Input
******************************

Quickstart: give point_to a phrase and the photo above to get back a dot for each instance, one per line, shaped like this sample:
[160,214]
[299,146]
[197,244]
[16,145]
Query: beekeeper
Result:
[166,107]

******************************

What to do
Rewrite the items above, replacing "beekeeper" with "beehive" and leaving everything else unchanged.

Final result
Quickstart: give point_to a phrase and the photo above to get back a dot for each instance, one per line, shaped like this sample:
[160,214]
[299,146]
[197,244]
[16,145]
Query: beehive
Result:
[166,107]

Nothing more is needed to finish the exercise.